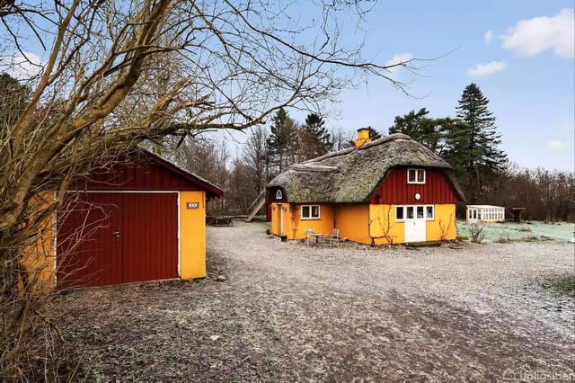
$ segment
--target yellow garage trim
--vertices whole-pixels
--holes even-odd
[[[206,192],[180,192],[180,278],[205,276]]]
[[[359,203],[339,204],[335,208],[335,228],[340,236],[360,244],[370,245],[369,206]]]
[[[436,204],[435,218],[427,222],[428,241],[453,241],[456,227],[456,205],[454,203]]]
[[[302,218],[302,211],[308,212],[311,206],[319,207],[319,218]],[[307,228],[322,234],[333,229],[333,206],[329,204],[272,203],[271,217],[271,234],[288,239],[305,238]]]

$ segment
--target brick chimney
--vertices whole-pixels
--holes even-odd
[[[369,129],[367,128],[360,128],[358,129],[358,139],[356,139],[356,147],[359,147],[367,142],[371,142],[369,138]]]

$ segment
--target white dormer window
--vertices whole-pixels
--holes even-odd
[[[407,169],[407,183],[425,183],[425,169]]]

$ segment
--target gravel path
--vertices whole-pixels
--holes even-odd
[[[572,244],[316,248],[265,228],[208,227],[210,279],[66,297],[84,377],[575,379],[573,296],[552,289]]]

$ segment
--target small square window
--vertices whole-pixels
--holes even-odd
[[[402,206],[396,206],[395,207],[395,220],[396,221],[402,221],[403,219],[405,219],[405,216],[403,215],[403,207]]]
[[[318,219],[320,218],[320,205],[303,205],[302,219]]]
[[[407,183],[425,183],[425,169],[407,169]]]

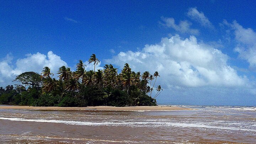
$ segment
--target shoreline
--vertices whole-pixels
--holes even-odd
[[[117,111],[173,111],[193,110],[193,109],[175,106],[139,106],[116,107],[111,106],[88,106],[87,107],[33,107],[29,106],[0,106],[0,109],[20,109],[51,110],[100,110]]]

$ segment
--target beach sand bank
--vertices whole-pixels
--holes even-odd
[[[1,109],[34,109],[39,110],[98,110],[103,111],[171,111],[192,110],[191,108],[168,106],[140,106],[115,107],[110,106],[89,106],[87,107],[33,107],[28,106],[0,106]]]

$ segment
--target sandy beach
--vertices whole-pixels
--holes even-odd
[[[89,106],[87,107],[33,107],[29,106],[2,106],[0,109],[34,109],[42,110],[98,110],[105,111],[171,111],[191,110],[191,108],[176,106],[141,106],[115,107],[110,106]]]

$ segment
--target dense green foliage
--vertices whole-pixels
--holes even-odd
[[[0,104],[59,107],[156,105],[155,98],[162,90],[158,86],[157,93],[152,96],[160,76],[157,71],[153,75],[145,71],[140,75],[140,72],[132,71],[127,63],[119,74],[111,64],[95,71],[100,60],[94,54],[89,62],[94,65],[93,71],[86,71],[86,65],[80,60],[75,71],[64,66],[59,68],[58,80],[51,77],[53,74],[47,66],[41,75],[23,73],[14,80],[22,85],[0,87]]]

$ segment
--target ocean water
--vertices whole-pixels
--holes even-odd
[[[0,143],[256,143],[256,107],[193,110],[0,109]]]

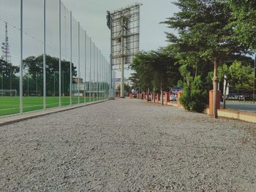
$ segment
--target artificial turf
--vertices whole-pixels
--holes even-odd
[[[94,98],[80,98],[80,103],[94,101],[97,99]],[[98,98],[98,101],[102,100],[102,98]],[[72,104],[78,103],[78,98],[73,97]],[[61,106],[70,104],[70,98],[69,96],[61,97]],[[0,116],[12,115],[20,112],[18,96],[0,96]],[[49,96],[46,97],[46,108],[53,108],[59,107],[59,97]],[[37,96],[24,96],[23,97],[23,112],[30,112],[35,110],[42,110],[43,109],[43,98]]]

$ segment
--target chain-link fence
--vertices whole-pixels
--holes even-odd
[[[0,1],[0,116],[107,99],[110,66],[61,0]]]

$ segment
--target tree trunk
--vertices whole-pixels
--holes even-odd
[[[155,104],[156,103],[156,89],[154,88],[154,103]]]
[[[161,82],[161,100],[162,105],[164,105],[164,92],[163,92],[163,82],[162,82],[162,82]]]
[[[162,91],[162,88],[161,88],[161,104],[164,105],[164,93]]]
[[[214,96],[213,96],[213,113],[214,118],[218,118],[218,108],[217,108],[217,96],[218,96],[218,64],[217,59],[214,59]]]
[[[225,84],[224,85],[224,97],[223,97],[223,109],[226,109],[226,93],[227,88],[227,80],[225,80]]]

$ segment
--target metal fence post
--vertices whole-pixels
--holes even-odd
[[[78,104],[80,104],[80,23],[78,22]]]
[[[20,1],[20,113],[23,112],[23,1]]]
[[[59,0],[59,107],[61,107],[61,0]]]
[[[45,23],[45,9],[46,9],[46,0],[44,0],[44,26],[43,26],[43,42],[44,42],[44,48],[43,48],[43,110],[46,110],[46,34],[45,34],[45,29],[46,29],[46,23]]]
[[[91,102],[91,38],[90,37],[90,55],[89,55],[89,102]]]
[[[69,72],[69,102],[70,102],[70,106],[72,105],[72,12],[70,12],[70,72]]]
[[[84,31],[84,86],[83,86],[83,94],[84,94],[84,102],[86,102],[86,31]]]

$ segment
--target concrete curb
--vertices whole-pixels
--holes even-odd
[[[68,110],[75,110],[77,108],[89,106],[89,105],[92,105],[92,104],[100,104],[102,102],[105,102],[109,101],[108,99],[107,100],[103,100],[100,101],[95,101],[95,102],[90,102],[90,103],[83,103],[81,104],[77,104],[74,106],[69,106],[69,107],[63,107],[61,108],[52,108],[47,110],[45,111],[37,111],[35,112],[26,112],[23,113],[22,115],[12,115],[9,117],[4,117],[2,118],[0,118],[0,126],[4,126],[4,125],[8,125],[8,124],[12,124],[14,123],[20,122],[24,120],[28,120],[28,119],[31,119],[31,118],[35,118],[38,117],[42,117],[59,112],[64,112],[64,111],[68,111]]]
[[[236,100],[227,100],[226,101],[231,101],[234,103],[244,103],[244,104],[256,104],[256,101],[236,101]],[[223,104],[223,102],[222,102]]]
[[[153,102],[151,102],[154,104]],[[157,104],[157,102],[155,104]],[[168,102],[167,104],[165,105],[173,106],[180,109],[184,109],[182,106],[178,107],[176,102]],[[206,108],[204,112],[205,114],[209,115],[209,108]],[[218,115],[221,118],[226,118],[230,119],[236,119],[238,120],[243,120],[248,123],[256,123],[256,113],[245,112],[238,110],[218,110]]]

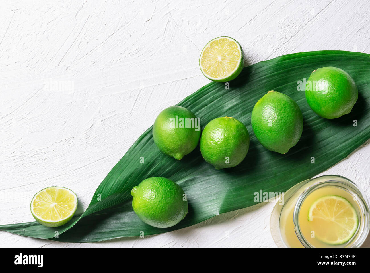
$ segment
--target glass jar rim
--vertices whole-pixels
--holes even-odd
[[[322,179],[327,177],[328,179]],[[351,243],[353,244],[351,245],[351,247],[357,247],[361,246],[367,237],[368,234],[370,230],[370,224],[369,223],[369,206],[366,195],[364,194],[362,191],[355,183],[348,178],[340,175],[322,175],[308,180],[306,183],[316,180],[318,180],[317,182],[314,183],[306,189],[300,195],[294,207],[293,212],[293,221],[294,223],[294,230],[298,240],[299,240],[302,245],[305,247],[314,247],[307,241],[301,232],[299,221],[300,208],[306,197],[314,190],[324,187],[334,186],[342,188],[345,190],[353,192],[358,197],[357,201],[360,207],[359,209],[360,209],[361,210],[360,212],[363,214],[364,215],[363,217],[364,223],[363,224],[363,230],[361,231],[361,234],[360,236],[358,236],[356,238],[354,242],[352,242]],[[359,227],[356,233],[359,232],[360,228],[360,227],[359,224]],[[353,239],[355,239],[355,237],[356,236],[354,236]]]

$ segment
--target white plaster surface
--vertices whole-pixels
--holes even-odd
[[[1,224],[33,221],[30,200],[51,185],[72,189],[85,208],[157,115],[209,82],[198,60],[212,38],[236,39],[246,65],[370,52],[367,0],[41,2],[0,2]],[[369,157],[365,146],[324,173],[355,181],[370,198]],[[0,232],[0,246],[274,247],[273,205],[144,239],[70,244]]]

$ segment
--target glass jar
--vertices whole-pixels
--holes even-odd
[[[271,234],[278,246],[357,247],[366,239],[370,229],[369,203],[366,196],[349,180],[339,175],[320,176],[300,182],[283,195],[274,207],[270,222]],[[310,230],[308,205],[328,195],[346,198],[357,214],[357,230],[343,243],[324,243],[315,238],[314,232]],[[355,228],[355,226],[353,227]]]

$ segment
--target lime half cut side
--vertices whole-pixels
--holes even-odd
[[[359,225],[352,204],[345,198],[336,195],[325,195],[315,201],[309,210],[308,221],[315,237],[330,245],[349,241]]]
[[[54,227],[70,220],[76,211],[77,205],[77,195],[70,190],[50,187],[41,190],[33,197],[31,212],[40,224]]]
[[[235,79],[243,69],[243,50],[236,40],[222,36],[211,40],[204,47],[199,59],[202,73],[215,82]]]

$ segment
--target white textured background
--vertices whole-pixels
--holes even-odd
[[[211,39],[236,39],[246,65],[302,51],[369,53],[369,13],[367,0],[1,1],[0,224],[33,221],[30,200],[52,185],[71,189],[85,208],[157,115],[209,82],[198,60]],[[363,147],[324,173],[370,198],[369,157]],[[144,239],[74,244],[0,232],[0,245],[273,247],[273,205]]]

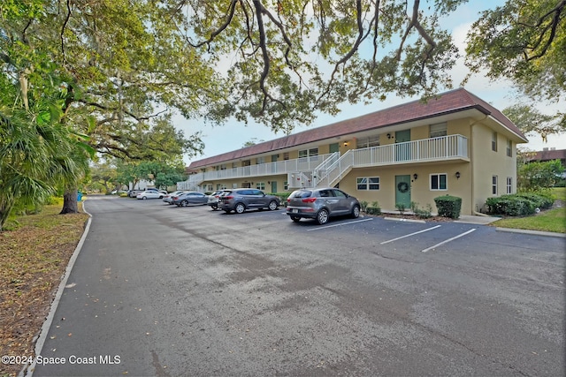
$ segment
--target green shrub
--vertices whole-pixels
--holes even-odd
[[[397,208],[399,213],[402,215],[407,209],[407,207],[405,206],[405,203],[395,203],[395,208]]]
[[[486,200],[486,205],[490,215],[528,216],[533,215],[536,208],[550,208],[554,201],[554,197],[550,193],[520,192],[489,198]]]
[[[368,202],[365,200],[360,201],[360,210],[365,212],[365,209],[368,207]]]
[[[365,213],[368,215],[381,215],[381,208],[379,207],[368,207],[365,208]]]
[[[439,215],[457,219],[462,210],[462,198],[457,196],[444,195],[434,198],[434,203],[439,210]]]

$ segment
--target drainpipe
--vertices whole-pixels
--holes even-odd
[[[471,161],[471,169],[470,170],[470,181],[471,182],[471,202],[473,204],[473,207],[471,207],[471,212],[474,215],[486,215],[484,214],[482,214],[481,212],[478,212],[475,209],[476,207],[476,190],[475,190],[475,186],[474,186],[474,171],[475,171],[475,167],[474,167],[474,163],[476,162],[474,161],[474,125],[476,125],[477,124],[478,124],[479,122],[483,122],[484,120],[487,119],[487,115],[485,115],[484,117],[482,117],[479,120],[477,120],[475,122],[473,122],[471,124],[470,124],[470,135],[471,138],[470,138],[471,139],[470,145],[470,161]]]

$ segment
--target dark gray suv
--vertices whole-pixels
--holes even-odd
[[[267,195],[261,190],[233,189],[225,190],[226,193],[218,198],[218,207],[226,213],[235,211],[241,214],[246,209],[268,208],[273,211],[279,207],[280,200],[277,196]]]
[[[287,200],[287,214],[297,222],[302,217],[317,219],[319,224],[328,222],[330,217],[350,215],[360,215],[357,199],[335,188],[296,190]]]

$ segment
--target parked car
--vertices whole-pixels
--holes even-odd
[[[287,214],[295,222],[305,217],[316,219],[322,225],[333,216],[360,215],[357,199],[335,188],[295,190],[287,201]]]
[[[187,191],[173,196],[173,204],[176,204],[177,207],[187,207],[189,204],[205,205],[208,200],[209,196],[204,195],[203,192]]]
[[[213,210],[218,209],[218,201],[220,201],[220,197],[226,192],[230,192],[229,190],[218,190],[209,195],[209,200],[206,204],[210,206]]]
[[[184,190],[180,190],[180,191],[174,191],[171,193],[168,193],[163,197],[163,201],[164,201],[167,204],[173,204],[173,197],[179,196],[183,192],[185,192]]]
[[[158,191],[158,190],[155,187],[149,187],[143,190],[133,189],[133,190],[128,190],[127,196],[129,196],[130,198],[136,198],[138,193],[143,192],[144,191]]]
[[[256,189],[233,189],[218,198],[218,207],[226,214],[235,211],[241,214],[246,209],[268,208],[273,211],[280,205],[279,198],[274,195],[267,195],[261,190]]]
[[[164,193],[160,192],[157,190],[146,190],[138,193],[135,197],[137,199],[162,199],[164,197]]]

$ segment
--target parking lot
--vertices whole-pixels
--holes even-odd
[[[43,352],[121,362],[38,375],[564,373],[564,238],[157,200],[85,207],[92,228]]]

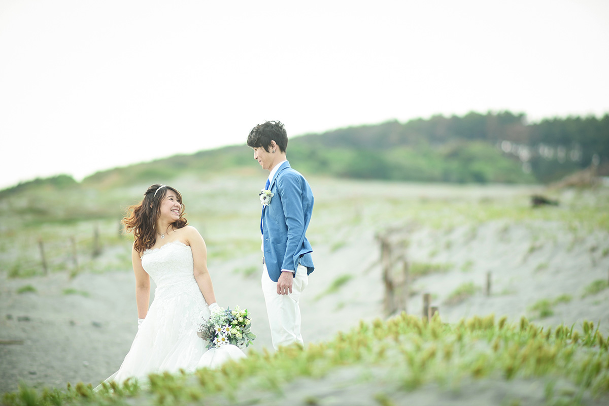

___

> TASK PROMPT: How many lines in the rows above contain the string "green"? Case matters. Reply with the number only.

> TASK ANSWER: 2